(Beginning of Passage to read)
Live and uninterrupted: Even among non-Antipodeans the Australia Network channel is quite popular. I’m often surprised by the number of people who tell me they enjoy watching the Australian winter sports of aerial ping-pong (officially called Australian Rules Football) and rugby league. Sadly, the Australia Network management are not interested in catering to the multitude of Australian expats living in a variety of countries around the world. They have decided these expat Aussies are not their target audience. Instead, Australia Network wants to promote programs about special-needs macramé in outback Queensland and opera in the zoo in Sydney to subsistence farmers in Wajiristan, so the National Rugby League (NRL) 2011 season has been shelved.

To fill this gap in the sporting agenda the management of the Boxing Roo beer and sporting boozer (Third Road, opposite Soi Lengkee) has subscribed to the NRL and will be showing all matches live on their new big-screen TVs. There is a schedule for the games listed out the front of the Boxing Roo.

Where have all the expats gone? As you are now reading this in May, there will be many business owners breathing a sigh of relief that Songkran is over for yet another year. Over the past few years it has become fairly clear that, (a) the water throwing begins in Pattaya even earlier than elsewhere, (b) there are fewer foreign visitors coming to participate in the water fight and (c) a huge number of expat residents either decamp from the city or take refuge inside their compounds.
(End of Passage to read)
(Beginning of Data under study)
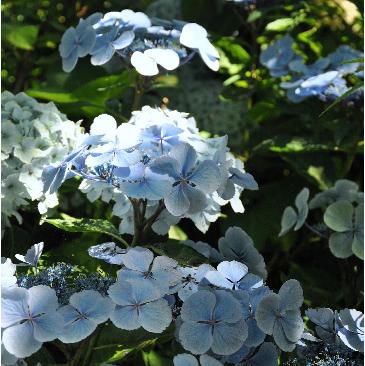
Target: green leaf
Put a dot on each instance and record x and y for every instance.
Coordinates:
(288, 220)
(57, 97)
(75, 225)
(115, 344)
(152, 358)
(176, 233)
(341, 244)
(343, 96)
(301, 202)
(338, 216)
(20, 36)
(280, 25)
(180, 252)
(End of Data under study)
→ Directions
**A)** Check each statement below against the column about Australia Network and Songkran. Answer yes or no for each, and quote the words from the column that decide it.
(i) The Boxing Roo stands on Third Road, opposite Soi Lengkee.
(ii) Australia Network will carry the NRL 2011 season.
(iii) Fewer foreign visitors are coming to join the Songkran water fight.
**B)** Rewrite the column about Australia Network and Songkran from "To fill this" to "inside their compounds.", substituting "Kicking Roo" for "Boxing Roo".
**C)** Carry on the column about Australia Network and Songkran from its final sentence.

→ Answers provided
**A)**
(i) Yes: "the Boxing Roo beer and sporting boozer (Third Road, opposite Soi Lengkee)"
(ii) No: "so the National Rugby League (NRL) 2011 season has been shelved"
(iii) Yes: "there are fewer foreign visitors coming to participate in the water fight"

**B)**
To fill this gap in the sporting agenda the management of the Kicking Roo beer and sporting boozer (Third Road, opposite Soi Lengkee) has subscribed to the NRL and will be showing all matches live on their new big-screen TVs. There is a schedule for the games listed out the front of the Kicking Roo.

Where have all the expats gone? As you are now reading this in May, there will be many business owners breathing a sigh of relief that Songkran is over for yet another year. Over the past few years it has become fairly clear that, (a) the water throwing begins in Pattaya even earlier than elsewhere, (b) there are fewer foreign visitors coming to participate in the water fight and (c) a huge number of expat residents either decamp from the city or take refuge inside their compounds.

**C)**
The end result is that a large number of night entertainment places and nosheries suffer a significant downturn in revenue for a period of up to three weeks. Admittedly, the fact a large number of expat residents make themselves scarce during Songkran is not a new phenomenon. Many turn up in places like Angeles City in the Philippines, contributing significant chunks of cash to their economy while Thailand misses out. What has changed, apparently, is the relative paucity of foreign holidaymakers coming into Fun Town to participate in the water throwing revelry. These once or twice a year tourists would at least take up some of the slack caused by the regulars disappearing, but now this no longer appears to be the case.

This writer can certainly attest to a large number of friends and acquaintances who either removed themselves from Pattaya and its environs, or ventured out into the bars a lot less than they do during the rest of the year. One quite well known and long-running establishment which would usually play host to 50 or 60 people on a late-night evening was probably looking at half that number during Songkran.

It seems the only people who benefit financially from the week to 10 days of Songkran are car washes, panel beaters, hospitals, doctors, crematoriums (temples), travel agents, airlines, and neighbouring countries.

Don’t get me wrong, I quite enjoy a day or two of roaming about armed with a water pistol and having some ‘clean’ fun. Like most expats though, I would prefer the experience to be limited to a couple of days only or, if that proves just too much like hard work, corral the areas for water tossing and make it an offence outside those areas until the official Songkran day. Of course, I really should just talk to the dog next door about it all, because nothing I, or anyone else, writes is going to change anything.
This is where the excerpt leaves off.